> **What is being asked**
Check every line of the data and copy the ones where "phrase" appears.

> **Data for processing**
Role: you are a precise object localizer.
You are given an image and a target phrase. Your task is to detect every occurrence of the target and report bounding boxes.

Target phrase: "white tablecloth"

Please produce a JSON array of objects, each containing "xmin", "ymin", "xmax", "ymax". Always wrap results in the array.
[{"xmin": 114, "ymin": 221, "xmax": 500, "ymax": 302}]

> **Worked solution**
You are given an image and a target phrase. Your task is to detect every occurrence of the target and report bounding boxes.
Target phrase: "white tablecloth"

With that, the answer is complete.